Thursday, February 27, 2014

Honor Flights from Binghamton airport pay tribute to veterans

Source: http://www.pressconnects.com/article/20140226/NEWS01/302260041/Honor-Flights-from-Binghamton-airport-pay-tribute-veterans

World War II veteran Gus Nicholas, of Glendale Heights, Ill., is pushed by Navy Petty Officer First Class Lee Hoffman as they visit the World War II Memorial in Washington, D.C., on Oct. 2. Nicholas came to Washington on an honor flight. The first Twin Tiers Honor Flight is scheduled to take veterans from Binghamton to Washington in April.
World War II veteran Gus Nicholas, of Glendale Heights, Ill., is pushed by Navy Petty Officer First Class Lee Hoffman as they visit the World War II Memorial in Washington, D.C., on Oct. 2. Nicholas came to Washington on an honor flight. The first Twin Tiers Honor Flight is scheduled to take veterans from Binghamton to Washington in April. / Associated Press
DeAnna Deneen / ROGER NEUMANN / CORRESPONDENT PHOTO


An Elmira woman’s dream of establishing a local hub for Honor Flights as a way to pay tribute to her father and all military veterans is close to becoming a reality.

** RECORDS PROVIDED **

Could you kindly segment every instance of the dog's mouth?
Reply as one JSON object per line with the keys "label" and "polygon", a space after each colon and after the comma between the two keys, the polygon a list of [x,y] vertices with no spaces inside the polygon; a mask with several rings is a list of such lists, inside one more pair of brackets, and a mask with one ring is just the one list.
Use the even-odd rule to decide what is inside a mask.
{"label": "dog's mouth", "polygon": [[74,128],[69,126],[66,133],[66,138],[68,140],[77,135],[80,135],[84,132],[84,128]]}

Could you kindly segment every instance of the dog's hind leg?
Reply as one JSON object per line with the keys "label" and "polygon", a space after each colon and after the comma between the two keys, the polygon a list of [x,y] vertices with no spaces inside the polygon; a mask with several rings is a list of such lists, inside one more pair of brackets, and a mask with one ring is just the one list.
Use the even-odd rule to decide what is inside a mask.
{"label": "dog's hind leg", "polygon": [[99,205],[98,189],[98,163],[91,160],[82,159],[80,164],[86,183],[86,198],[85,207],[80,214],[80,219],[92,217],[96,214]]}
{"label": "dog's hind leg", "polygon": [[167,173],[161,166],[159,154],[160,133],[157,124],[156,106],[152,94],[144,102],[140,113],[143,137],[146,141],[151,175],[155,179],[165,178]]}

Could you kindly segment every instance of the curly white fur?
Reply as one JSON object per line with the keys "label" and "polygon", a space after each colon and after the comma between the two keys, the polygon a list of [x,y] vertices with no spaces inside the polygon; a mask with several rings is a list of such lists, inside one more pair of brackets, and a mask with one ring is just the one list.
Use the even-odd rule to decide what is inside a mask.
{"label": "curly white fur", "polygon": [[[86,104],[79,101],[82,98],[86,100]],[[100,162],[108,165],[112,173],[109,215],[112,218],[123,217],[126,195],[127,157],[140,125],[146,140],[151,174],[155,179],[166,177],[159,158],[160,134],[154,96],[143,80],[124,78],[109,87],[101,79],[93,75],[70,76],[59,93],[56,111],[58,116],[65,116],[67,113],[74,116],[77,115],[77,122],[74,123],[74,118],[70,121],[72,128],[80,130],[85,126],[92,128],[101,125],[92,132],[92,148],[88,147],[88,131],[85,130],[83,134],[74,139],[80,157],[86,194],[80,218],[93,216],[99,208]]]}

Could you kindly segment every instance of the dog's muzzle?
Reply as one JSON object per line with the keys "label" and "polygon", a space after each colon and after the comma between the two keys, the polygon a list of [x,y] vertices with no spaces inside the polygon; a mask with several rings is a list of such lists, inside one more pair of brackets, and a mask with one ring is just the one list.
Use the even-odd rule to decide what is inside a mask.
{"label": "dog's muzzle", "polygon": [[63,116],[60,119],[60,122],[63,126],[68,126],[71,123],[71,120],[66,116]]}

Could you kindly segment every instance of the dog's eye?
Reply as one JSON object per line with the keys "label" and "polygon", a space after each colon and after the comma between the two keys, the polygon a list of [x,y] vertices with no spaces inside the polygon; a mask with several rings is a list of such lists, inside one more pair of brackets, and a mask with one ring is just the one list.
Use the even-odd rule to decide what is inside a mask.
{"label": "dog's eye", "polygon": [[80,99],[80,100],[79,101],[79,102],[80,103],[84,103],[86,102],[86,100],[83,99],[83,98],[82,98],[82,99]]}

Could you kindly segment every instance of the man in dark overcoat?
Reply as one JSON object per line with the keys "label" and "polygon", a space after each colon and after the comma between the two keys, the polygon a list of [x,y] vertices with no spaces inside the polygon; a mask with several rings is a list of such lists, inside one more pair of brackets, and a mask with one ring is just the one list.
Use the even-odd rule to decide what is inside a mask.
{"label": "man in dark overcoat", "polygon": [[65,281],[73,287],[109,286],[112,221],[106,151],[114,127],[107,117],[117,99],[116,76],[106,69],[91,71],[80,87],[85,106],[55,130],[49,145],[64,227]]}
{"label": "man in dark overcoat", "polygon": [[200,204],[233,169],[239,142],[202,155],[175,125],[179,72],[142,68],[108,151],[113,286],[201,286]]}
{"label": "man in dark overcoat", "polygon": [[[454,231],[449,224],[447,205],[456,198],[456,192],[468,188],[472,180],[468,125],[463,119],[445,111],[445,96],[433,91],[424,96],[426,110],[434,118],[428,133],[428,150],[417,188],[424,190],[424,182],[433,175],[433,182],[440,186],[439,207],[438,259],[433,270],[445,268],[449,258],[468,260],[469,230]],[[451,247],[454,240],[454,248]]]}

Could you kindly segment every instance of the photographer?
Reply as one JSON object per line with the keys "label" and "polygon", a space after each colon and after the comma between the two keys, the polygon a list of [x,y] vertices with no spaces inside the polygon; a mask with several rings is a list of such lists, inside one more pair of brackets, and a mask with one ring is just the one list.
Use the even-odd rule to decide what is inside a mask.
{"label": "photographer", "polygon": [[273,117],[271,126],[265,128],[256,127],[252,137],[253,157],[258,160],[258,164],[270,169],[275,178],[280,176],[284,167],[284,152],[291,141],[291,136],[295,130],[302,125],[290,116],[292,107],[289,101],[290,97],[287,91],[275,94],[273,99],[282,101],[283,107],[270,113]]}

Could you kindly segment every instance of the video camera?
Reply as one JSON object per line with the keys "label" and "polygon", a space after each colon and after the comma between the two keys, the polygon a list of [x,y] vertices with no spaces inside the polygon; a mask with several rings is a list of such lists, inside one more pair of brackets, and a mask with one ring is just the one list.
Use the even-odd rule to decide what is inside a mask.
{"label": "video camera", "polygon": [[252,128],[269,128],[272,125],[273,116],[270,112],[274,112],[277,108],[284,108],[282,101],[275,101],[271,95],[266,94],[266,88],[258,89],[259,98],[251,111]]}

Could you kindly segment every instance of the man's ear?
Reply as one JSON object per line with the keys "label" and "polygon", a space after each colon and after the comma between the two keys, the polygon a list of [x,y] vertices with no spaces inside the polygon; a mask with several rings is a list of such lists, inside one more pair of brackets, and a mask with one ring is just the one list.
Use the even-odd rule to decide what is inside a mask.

** AIM OF THE TASK **
Reproduce the Honor Flights article word for word from "An Elmira woman’s" up to and including "becoming a reality.".

** OUTPUT OF THE TASK **
An Elmira woman’s dream of establishing a local hub for Honor Flights as a way to pay tribute to her father and all military veterans is close to becoming a reality.